### PROBLEM DESCRIPTION
Only the lines starting at the one that contains "like (127, 24)." and running to the end should be repeated, exactly as written.

### DATA
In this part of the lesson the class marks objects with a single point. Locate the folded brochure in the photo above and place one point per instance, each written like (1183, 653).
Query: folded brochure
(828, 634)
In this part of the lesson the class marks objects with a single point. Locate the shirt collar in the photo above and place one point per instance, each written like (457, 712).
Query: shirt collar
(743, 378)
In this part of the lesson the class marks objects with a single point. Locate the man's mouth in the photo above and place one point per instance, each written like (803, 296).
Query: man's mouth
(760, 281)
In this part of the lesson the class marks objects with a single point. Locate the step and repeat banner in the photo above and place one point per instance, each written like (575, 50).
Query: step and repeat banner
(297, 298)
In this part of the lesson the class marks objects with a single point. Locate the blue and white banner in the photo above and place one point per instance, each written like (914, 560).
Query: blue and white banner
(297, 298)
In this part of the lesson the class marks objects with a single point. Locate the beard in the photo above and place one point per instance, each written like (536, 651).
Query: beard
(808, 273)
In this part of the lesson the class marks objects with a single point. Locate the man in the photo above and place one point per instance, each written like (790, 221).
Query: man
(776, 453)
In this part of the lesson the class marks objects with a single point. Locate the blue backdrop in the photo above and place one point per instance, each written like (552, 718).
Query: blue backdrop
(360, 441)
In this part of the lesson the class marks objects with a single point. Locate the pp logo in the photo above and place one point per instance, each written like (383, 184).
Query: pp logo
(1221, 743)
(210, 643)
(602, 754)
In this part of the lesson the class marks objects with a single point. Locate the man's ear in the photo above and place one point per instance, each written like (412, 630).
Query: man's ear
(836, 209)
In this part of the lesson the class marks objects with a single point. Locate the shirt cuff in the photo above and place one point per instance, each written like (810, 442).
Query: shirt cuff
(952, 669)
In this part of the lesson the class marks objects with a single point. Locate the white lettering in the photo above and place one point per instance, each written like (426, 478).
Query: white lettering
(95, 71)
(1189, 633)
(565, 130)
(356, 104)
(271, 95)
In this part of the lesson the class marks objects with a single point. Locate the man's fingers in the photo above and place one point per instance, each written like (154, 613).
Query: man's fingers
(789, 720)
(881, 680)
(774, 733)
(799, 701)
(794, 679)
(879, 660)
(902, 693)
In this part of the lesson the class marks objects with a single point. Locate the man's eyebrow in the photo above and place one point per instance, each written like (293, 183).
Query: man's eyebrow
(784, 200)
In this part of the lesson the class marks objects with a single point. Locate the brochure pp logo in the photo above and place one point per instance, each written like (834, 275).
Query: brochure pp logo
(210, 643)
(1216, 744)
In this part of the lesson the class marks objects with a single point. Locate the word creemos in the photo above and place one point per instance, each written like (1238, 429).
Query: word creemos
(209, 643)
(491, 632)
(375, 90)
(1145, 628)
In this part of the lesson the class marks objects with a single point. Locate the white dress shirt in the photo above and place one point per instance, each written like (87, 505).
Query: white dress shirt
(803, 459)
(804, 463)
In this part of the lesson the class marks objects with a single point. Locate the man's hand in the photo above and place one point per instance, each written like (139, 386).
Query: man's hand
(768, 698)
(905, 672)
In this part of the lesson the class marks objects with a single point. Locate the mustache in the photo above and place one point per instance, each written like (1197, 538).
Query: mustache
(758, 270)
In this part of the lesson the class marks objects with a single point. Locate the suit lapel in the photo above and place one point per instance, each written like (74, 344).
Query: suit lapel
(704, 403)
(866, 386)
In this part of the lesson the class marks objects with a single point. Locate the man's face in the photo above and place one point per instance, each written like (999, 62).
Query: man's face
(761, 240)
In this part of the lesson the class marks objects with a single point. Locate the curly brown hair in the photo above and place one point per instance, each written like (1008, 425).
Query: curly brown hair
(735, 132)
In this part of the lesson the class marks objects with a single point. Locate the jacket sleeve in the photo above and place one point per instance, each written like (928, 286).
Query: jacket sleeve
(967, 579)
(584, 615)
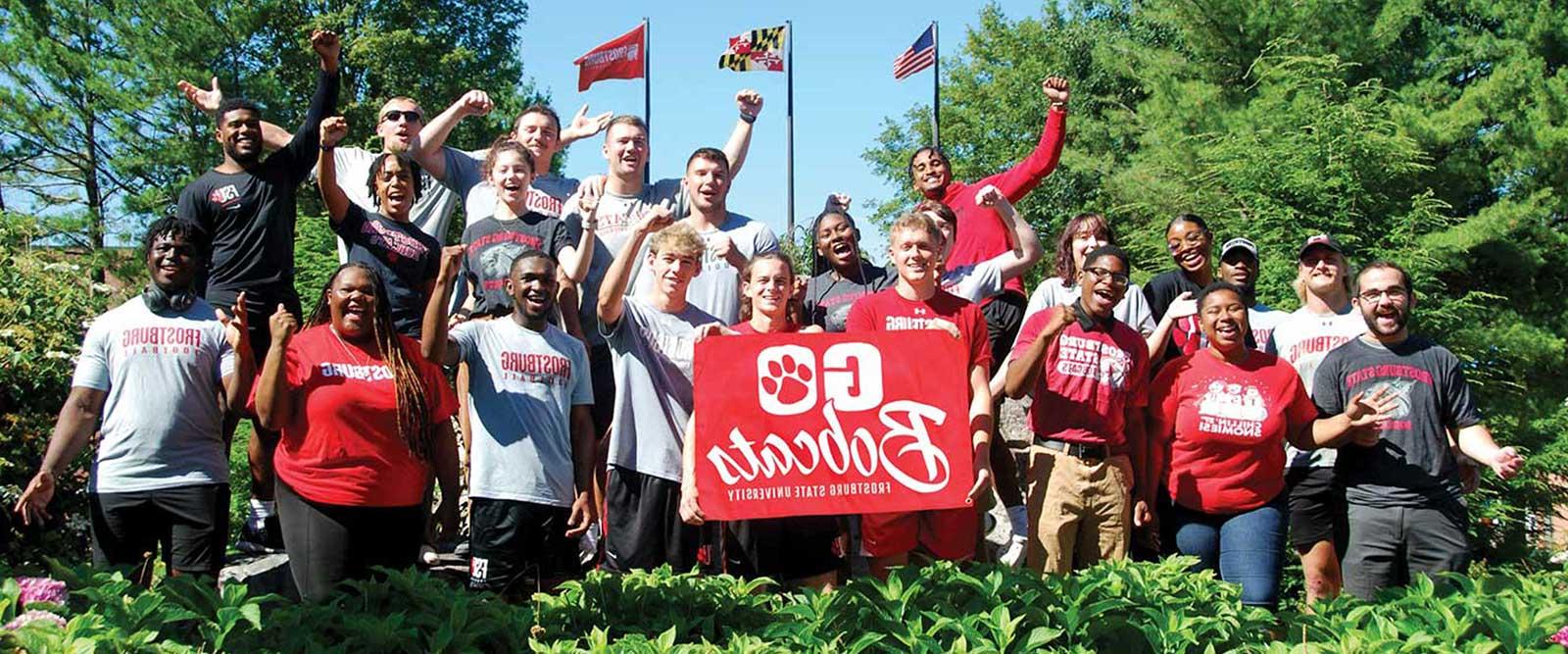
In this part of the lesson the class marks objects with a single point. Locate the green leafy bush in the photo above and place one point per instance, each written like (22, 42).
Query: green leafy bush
(1113, 607)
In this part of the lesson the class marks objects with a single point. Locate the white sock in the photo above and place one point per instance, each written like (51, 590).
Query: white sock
(1019, 518)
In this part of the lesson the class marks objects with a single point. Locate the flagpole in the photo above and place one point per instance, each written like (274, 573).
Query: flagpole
(648, 94)
(789, 128)
(937, 88)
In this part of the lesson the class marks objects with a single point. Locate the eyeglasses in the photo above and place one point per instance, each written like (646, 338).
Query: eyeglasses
(1395, 293)
(405, 115)
(1118, 279)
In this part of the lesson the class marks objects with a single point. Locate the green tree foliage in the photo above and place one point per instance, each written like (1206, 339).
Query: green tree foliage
(1431, 133)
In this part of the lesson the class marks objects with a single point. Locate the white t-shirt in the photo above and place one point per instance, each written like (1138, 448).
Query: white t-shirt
(522, 389)
(1303, 339)
(717, 285)
(162, 426)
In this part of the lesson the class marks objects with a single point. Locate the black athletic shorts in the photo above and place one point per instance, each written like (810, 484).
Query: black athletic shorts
(783, 549)
(601, 368)
(643, 525)
(514, 543)
(1004, 314)
(188, 523)
(1317, 509)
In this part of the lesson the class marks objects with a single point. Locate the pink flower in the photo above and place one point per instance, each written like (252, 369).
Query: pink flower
(31, 617)
(1560, 637)
(41, 590)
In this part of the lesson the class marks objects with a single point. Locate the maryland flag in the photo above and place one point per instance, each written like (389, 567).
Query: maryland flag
(757, 50)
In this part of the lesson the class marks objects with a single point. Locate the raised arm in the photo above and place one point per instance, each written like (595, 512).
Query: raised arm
(1023, 177)
(1023, 243)
(333, 196)
(433, 340)
(612, 292)
(427, 148)
(750, 105)
(73, 428)
(273, 400)
(208, 101)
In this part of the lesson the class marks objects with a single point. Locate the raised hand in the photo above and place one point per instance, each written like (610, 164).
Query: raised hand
(749, 102)
(585, 126)
(1055, 89)
(328, 47)
(206, 101)
(282, 327)
(836, 203)
(333, 130)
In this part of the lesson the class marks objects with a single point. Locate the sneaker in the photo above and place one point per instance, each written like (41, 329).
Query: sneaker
(261, 536)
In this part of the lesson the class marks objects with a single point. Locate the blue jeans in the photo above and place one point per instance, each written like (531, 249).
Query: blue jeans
(1246, 548)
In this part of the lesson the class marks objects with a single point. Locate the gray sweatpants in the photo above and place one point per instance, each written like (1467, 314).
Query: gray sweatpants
(1390, 544)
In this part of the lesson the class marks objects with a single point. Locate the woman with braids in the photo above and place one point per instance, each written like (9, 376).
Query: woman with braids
(796, 551)
(384, 240)
(365, 419)
(841, 275)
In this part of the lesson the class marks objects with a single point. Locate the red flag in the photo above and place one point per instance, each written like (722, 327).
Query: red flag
(616, 60)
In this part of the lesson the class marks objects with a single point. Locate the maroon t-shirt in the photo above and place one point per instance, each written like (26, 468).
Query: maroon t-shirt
(1089, 379)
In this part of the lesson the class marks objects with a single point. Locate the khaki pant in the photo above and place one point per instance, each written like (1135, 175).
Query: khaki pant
(1079, 509)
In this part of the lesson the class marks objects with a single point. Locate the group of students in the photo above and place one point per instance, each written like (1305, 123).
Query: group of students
(1176, 418)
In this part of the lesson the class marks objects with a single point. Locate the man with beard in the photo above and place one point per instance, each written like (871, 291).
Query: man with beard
(1089, 376)
(247, 204)
(1303, 337)
(1239, 266)
(157, 374)
(1402, 478)
(532, 444)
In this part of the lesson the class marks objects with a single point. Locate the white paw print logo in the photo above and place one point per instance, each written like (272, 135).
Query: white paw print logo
(786, 379)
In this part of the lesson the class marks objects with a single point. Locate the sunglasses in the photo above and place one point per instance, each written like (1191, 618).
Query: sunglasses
(405, 115)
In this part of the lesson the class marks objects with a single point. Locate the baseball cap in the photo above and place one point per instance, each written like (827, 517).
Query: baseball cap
(1319, 240)
(1239, 243)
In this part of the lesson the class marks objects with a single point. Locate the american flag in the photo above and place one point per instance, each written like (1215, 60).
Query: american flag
(917, 57)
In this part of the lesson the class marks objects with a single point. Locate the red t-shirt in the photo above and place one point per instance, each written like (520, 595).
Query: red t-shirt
(1089, 379)
(890, 311)
(980, 232)
(1227, 426)
(342, 446)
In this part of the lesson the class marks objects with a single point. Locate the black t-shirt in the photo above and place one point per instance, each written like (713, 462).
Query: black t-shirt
(250, 215)
(1411, 463)
(405, 256)
(491, 245)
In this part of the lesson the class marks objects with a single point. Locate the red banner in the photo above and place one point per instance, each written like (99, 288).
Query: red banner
(615, 60)
(831, 424)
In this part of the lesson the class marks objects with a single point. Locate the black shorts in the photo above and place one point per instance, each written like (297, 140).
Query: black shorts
(1004, 314)
(1317, 509)
(601, 368)
(642, 525)
(783, 549)
(188, 523)
(517, 541)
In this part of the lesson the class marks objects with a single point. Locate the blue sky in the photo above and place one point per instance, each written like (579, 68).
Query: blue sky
(844, 88)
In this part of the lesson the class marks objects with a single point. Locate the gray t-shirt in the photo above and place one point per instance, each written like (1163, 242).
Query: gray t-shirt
(616, 215)
(1303, 339)
(653, 378)
(1411, 465)
(830, 297)
(1133, 309)
(162, 426)
(431, 212)
(717, 287)
(522, 386)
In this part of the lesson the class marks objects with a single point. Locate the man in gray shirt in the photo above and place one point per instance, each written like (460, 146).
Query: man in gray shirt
(154, 378)
(651, 340)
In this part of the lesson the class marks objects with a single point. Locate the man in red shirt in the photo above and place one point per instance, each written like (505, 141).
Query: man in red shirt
(916, 301)
(1089, 377)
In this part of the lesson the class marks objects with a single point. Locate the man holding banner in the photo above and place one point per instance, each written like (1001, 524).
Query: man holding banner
(916, 301)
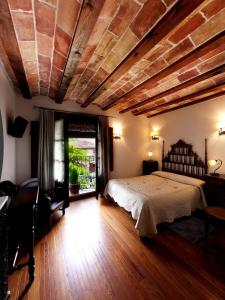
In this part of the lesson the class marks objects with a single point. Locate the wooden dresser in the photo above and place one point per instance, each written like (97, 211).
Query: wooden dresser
(4, 202)
(215, 189)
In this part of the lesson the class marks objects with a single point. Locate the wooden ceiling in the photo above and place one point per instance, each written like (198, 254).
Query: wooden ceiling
(143, 56)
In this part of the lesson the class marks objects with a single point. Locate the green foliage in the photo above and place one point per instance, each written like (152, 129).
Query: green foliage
(73, 174)
(75, 152)
(77, 171)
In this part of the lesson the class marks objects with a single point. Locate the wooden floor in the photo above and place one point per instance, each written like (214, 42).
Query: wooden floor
(93, 252)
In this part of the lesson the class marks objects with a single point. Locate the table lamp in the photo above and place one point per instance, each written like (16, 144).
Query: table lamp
(215, 162)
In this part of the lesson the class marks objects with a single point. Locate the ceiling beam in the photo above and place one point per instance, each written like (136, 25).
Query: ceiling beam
(217, 89)
(90, 11)
(198, 79)
(10, 44)
(200, 51)
(174, 16)
(188, 104)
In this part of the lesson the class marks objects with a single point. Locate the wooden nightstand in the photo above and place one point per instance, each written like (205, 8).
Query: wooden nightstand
(149, 166)
(215, 190)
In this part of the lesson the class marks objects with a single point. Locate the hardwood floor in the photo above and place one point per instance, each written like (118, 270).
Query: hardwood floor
(93, 252)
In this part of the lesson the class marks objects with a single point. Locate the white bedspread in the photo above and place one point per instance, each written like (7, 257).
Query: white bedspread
(157, 198)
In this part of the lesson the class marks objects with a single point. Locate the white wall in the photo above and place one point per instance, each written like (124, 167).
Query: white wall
(7, 106)
(128, 152)
(192, 124)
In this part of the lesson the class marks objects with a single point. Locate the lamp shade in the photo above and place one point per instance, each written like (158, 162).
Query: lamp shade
(150, 154)
(215, 162)
(212, 162)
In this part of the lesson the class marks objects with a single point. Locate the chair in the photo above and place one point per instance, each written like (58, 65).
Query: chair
(56, 200)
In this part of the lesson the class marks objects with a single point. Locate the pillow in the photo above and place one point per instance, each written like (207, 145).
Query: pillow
(180, 178)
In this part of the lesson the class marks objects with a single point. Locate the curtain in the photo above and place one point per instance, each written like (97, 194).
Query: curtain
(102, 154)
(46, 150)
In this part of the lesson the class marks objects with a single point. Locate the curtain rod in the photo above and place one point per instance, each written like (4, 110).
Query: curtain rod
(71, 112)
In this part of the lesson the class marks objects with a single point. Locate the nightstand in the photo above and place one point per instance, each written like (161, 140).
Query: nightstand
(149, 166)
(215, 190)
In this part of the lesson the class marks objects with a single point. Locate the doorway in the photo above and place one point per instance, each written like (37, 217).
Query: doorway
(82, 166)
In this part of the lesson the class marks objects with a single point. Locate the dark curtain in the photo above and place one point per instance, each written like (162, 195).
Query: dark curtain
(102, 169)
(46, 150)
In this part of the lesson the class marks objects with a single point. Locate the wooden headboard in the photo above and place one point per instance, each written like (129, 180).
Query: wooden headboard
(181, 159)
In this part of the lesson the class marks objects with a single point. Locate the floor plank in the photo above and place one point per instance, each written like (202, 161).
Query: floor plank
(94, 252)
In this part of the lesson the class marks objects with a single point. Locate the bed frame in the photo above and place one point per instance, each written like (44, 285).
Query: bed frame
(181, 159)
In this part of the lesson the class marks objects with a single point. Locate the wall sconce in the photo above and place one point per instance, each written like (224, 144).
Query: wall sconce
(221, 126)
(149, 155)
(215, 162)
(221, 131)
(155, 135)
(117, 132)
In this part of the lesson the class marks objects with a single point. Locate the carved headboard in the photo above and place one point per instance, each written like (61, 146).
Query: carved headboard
(181, 159)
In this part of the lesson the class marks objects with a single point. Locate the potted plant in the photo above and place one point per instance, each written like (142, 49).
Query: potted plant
(73, 180)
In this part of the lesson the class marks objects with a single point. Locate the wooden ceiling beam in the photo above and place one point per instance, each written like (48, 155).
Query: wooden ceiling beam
(217, 89)
(174, 16)
(200, 51)
(198, 79)
(10, 44)
(222, 93)
(90, 11)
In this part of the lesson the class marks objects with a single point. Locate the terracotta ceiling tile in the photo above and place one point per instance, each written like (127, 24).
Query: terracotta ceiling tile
(30, 67)
(44, 84)
(213, 7)
(219, 78)
(45, 44)
(87, 54)
(106, 44)
(33, 83)
(127, 11)
(179, 51)
(67, 15)
(212, 63)
(188, 75)
(127, 42)
(88, 73)
(44, 67)
(98, 31)
(139, 66)
(169, 2)
(20, 4)
(59, 60)
(56, 74)
(154, 68)
(193, 23)
(28, 50)
(158, 51)
(147, 17)
(24, 25)
(209, 29)
(101, 75)
(45, 18)
(111, 62)
(109, 8)
(62, 41)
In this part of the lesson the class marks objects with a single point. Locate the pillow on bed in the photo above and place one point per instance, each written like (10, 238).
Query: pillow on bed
(180, 178)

### SOLUTION BELOW
In this part of the lesson the class marks objects with a single point. Locate the terracotta ceiling tile in the photo above and place one point per instance, each written like (127, 24).
Query: terracotta ceiling tile
(30, 67)
(44, 84)
(213, 7)
(219, 78)
(45, 44)
(87, 54)
(106, 44)
(33, 83)
(127, 11)
(179, 51)
(67, 15)
(212, 63)
(188, 75)
(127, 42)
(88, 73)
(44, 67)
(98, 31)
(139, 66)
(169, 2)
(20, 4)
(59, 60)
(56, 74)
(154, 68)
(193, 23)
(28, 50)
(158, 51)
(147, 17)
(24, 25)
(209, 29)
(101, 75)
(45, 18)
(111, 62)
(109, 8)
(62, 41)
In this part of the lesson the class marks objects with a single point. Locate the pillow on bed in the photo above and place one point per instance, each written like (10, 238).
Query: pillow on bed
(180, 178)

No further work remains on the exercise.